(Named-object pointing records)
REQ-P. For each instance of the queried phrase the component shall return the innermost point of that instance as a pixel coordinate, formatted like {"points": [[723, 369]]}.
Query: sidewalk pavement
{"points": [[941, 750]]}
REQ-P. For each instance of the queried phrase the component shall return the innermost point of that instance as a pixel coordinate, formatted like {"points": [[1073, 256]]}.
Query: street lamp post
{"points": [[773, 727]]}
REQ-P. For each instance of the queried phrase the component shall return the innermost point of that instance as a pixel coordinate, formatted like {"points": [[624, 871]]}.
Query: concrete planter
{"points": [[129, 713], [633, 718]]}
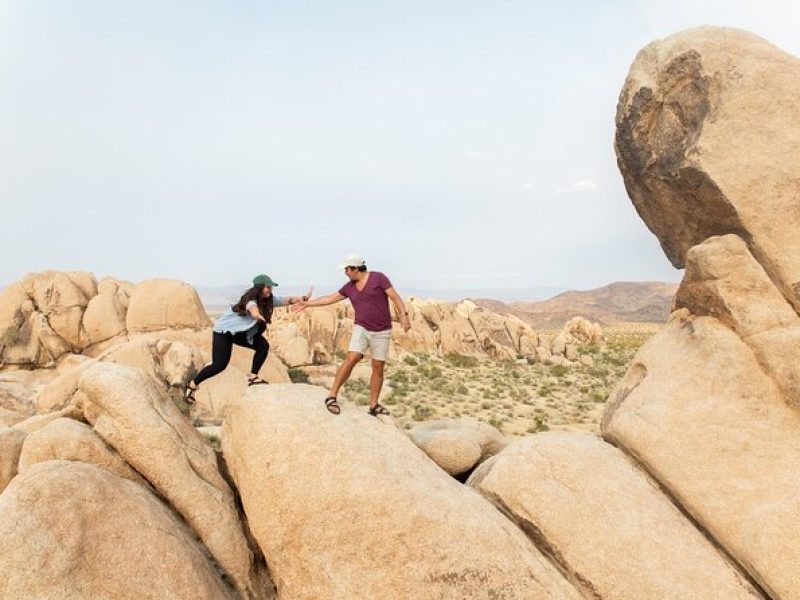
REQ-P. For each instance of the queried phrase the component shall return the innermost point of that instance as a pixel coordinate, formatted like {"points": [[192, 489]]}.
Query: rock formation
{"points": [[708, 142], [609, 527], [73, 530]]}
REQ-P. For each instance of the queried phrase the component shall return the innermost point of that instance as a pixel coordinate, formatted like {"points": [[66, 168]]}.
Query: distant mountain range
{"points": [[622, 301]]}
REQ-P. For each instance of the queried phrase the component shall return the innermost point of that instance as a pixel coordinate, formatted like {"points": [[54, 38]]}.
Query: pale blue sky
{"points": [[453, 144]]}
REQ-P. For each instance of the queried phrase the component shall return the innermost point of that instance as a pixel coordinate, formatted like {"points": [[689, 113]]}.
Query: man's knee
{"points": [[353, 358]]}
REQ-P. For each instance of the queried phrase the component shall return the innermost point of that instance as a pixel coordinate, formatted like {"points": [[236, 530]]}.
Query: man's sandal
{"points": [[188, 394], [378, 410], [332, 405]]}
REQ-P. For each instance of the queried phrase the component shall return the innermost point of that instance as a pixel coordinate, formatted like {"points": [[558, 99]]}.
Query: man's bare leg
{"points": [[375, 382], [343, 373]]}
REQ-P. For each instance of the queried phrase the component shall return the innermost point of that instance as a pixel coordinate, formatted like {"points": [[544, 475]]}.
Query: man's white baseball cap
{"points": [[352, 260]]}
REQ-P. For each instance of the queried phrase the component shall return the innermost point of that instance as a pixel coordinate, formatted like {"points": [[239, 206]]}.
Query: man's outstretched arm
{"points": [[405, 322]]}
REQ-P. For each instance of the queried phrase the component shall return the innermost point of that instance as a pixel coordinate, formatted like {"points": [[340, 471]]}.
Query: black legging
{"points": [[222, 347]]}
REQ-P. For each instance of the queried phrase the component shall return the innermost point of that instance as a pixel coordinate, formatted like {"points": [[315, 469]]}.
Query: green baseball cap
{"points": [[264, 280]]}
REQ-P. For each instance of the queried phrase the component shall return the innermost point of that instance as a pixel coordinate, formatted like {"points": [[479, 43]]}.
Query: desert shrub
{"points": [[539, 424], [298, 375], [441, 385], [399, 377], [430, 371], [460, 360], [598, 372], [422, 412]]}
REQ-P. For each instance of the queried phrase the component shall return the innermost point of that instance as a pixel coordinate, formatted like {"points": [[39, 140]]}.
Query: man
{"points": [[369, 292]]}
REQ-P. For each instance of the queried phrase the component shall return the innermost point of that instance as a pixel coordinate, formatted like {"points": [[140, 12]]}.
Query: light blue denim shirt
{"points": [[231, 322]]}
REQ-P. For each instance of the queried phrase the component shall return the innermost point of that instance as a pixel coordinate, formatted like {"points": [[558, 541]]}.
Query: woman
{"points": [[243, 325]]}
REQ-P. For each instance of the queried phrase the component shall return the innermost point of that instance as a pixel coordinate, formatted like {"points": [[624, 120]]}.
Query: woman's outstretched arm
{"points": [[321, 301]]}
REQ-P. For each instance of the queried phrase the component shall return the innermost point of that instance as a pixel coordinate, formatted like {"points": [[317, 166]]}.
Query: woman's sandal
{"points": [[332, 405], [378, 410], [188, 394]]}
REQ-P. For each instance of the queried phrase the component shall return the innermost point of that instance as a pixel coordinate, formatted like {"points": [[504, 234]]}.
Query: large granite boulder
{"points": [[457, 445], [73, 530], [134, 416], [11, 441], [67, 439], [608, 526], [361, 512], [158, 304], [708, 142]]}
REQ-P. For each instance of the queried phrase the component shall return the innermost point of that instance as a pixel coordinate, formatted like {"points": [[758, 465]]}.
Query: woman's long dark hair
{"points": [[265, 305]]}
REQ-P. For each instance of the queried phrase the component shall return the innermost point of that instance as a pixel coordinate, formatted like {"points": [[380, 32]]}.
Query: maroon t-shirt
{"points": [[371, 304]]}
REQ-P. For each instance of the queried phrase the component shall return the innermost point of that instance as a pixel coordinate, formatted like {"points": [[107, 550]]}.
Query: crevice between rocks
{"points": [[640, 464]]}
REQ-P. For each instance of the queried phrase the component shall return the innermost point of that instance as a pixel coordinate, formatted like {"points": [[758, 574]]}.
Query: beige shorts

> **EXERCISE**
Working from the lines above, reproduce the material exactly and exclude its pictures.

> **COMPLETED TASK**
REQ-P. For each instance of the queried phrase the component shall return the innermost point of that instance as a pixel coordinate, formatted like {"points": [[723, 369]]}.
Query: sidewalk pavement
{"points": [[941, 750]]}
REQ-P. For each instance of the queried phrase the component shall return the innermost point of that instance as a pixel coordinate, formatted like {"points": [[1073, 256]]}.
Query: street lamp post
{"points": [[773, 727]]}
REQ-P. For each instance of the queried phrase the component shall return the innermost point of that instance as a pixel coordinate, formatted like {"points": [[624, 871]]}.
Query: concrete planter
{"points": [[129, 713], [633, 718]]}
REQ-P. For each instance of the queried phrase the component shall return the innermost point of that instance as a pixel coordinate, formatted like {"points": [[192, 489]]}.
Query: rock formation
{"points": [[708, 142], [609, 527], [73, 530]]}
REQ-P. For each instance of the queried phrase the component shall return the innermost point of that instance as a pixel coordinate, formatted like {"points": [[66, 168]]}.
Query: distant mountain range
{"points": [[622, 301]]}
REQ-P. For each instance of the queried phrase the component shall return the innermost point of that instance as a pixel coordinate, formatted like {"points": [[54, 38]]}.
Query: pale blue sky
{"points": [[453, 144]]}
REQ-P. For each instance of the queried phrase the component shall return the innermost point of that instance as a pixel coordinate, formatted like {"points": [[689, 113]]}.
Query: man's knee
{"points": [[353, 358]]}
REQ-P. For each instance of the queried phrase the component shall return the innermost point of that instance as a pixel coordinate, formatted like {"points": [[236, 530]]}.
Query: man's sandal
{"points": [[188, 394], [378, 410], [332, 405]]}
REQ-P. For each instance of the queried phrase the component shall return the innermost point of that instance as a pixel coordinate, formatted like {"points": [[558, 99]]}.
Query: man's bare leg
{"points": [[375, 382], [343, 373]]}
REQ-P. For each instance of the queried phrase the component shall return the innermost point of that instance as a pixel coordinate, formatted like {"points": [[544, 475]]}.
Query: man's white baseball cap
{"points": [[352, 260]]}
REQ-P. For each instance of the queried phrase the component shall return the innermost point of that instance as a pixel coordinate, formatted like {"points": [[239, 206]]}.
Query: man's outstretched arm
{"points": [[405, 322]]}
REQ-P. For each instance of the queried phrase the component shall return the innermost point of that instance as a pixel coordinate, formatted like {"points": [[340, 471]]}.
Query: black legging
{"points": [[222, 347]]}
REQ-P. For each instance of the queried phrase the component shall return the innermost point of that instance as a pixel coordinate, formatted like {"points": [[315, 469]]}.
Query: green baseball cap
{"points": [[264, 280]]}
REQ-P. For each instance of the queried phrase the component shall return the innermost point of that instance as a pixel coordinate, formatted like {"points": [[479, 43]]}.
Query: desert shrub
{"points": [[539, 424], [298, 375], [441, 385], [399, 377], [430, 371], [460, 360], [598, 372], [422, 412]]}
REQ-P. For each instance of the queried phrase the component shall return the innermost point of that instance as a pixel coordinate, formatted like {"points": [[39, 140]]}.
Query: man
{"points": [[369, 292]]}
REQ-P. For each instance of the queried phrase the component shall return the innermost point of that instance as a pixel coordinate, formatted like {"points": [[140, 12]]}.
Query: light blue denim shirt
{"points": [[231, 322]]}
REQ-P. For each instance of the queried phrase the component shall return the innermost point of that instance as a pixel coordinate, formatted like {"points": [[558, 541]]}.
Query: woman
{"points": [[243, 325]]}
REQ-P. For each instance of the queried phrase the component shall return the innermost point of that instance as a pixel coordinate, formatted like {"points": [[624, 120]]}.
Query: woman's outstretched arm
{"points": [[321, 301]]}
REQ-P. For each instance of the queried phrase the component shall return the innermost point of that instance as a pixel coordinate, formatted like {"points": [[317, 166]]}.
Query: woman's sandal
{"points": [[332, 405], [378, 410], [188, 394]]}
REQ-P. For each instance of the queried phrase the component shall return the innermost point of that instance as a pixel coordinate, formatted like {"points": [[504, 234]]}.
Query: large granite boulder
{"points": [[457, 445], [73, 530], [134, 416], [11, 441], [67, 439], [608, 526], [361, 512], [158, 304], [708, 142]]}
REQ-P. For each instance of the queried phrase the component shall return the innermost point of that instance as a pixel coordinate, formatted like {"points": [[758, 465]]}.
Query: woman's long dark hair
{"points": [[265, 305]]}
REQ-P. For each instance of the queried phrase the component shall return the innermost point of that instance as a pixel coordinate, formatted like {"points": [[380, 32]]}.
Query: maroon t-shirt
{"points": [[371, 304]]}
REQ-P. For each instance of the queried phrase the component shall return the innermost point of that instance as a pixel coordinate, formatted like {"points": [[107, 550]]}.
Query: crevice between rocks
{"points": [[640, 464]]}
REQ-P. For each instance of the queried phrase the component shall return the innermost point of that instance as a pixel coordinate, formatted like {"points": [[758, 574]]}.
Query: beige shorts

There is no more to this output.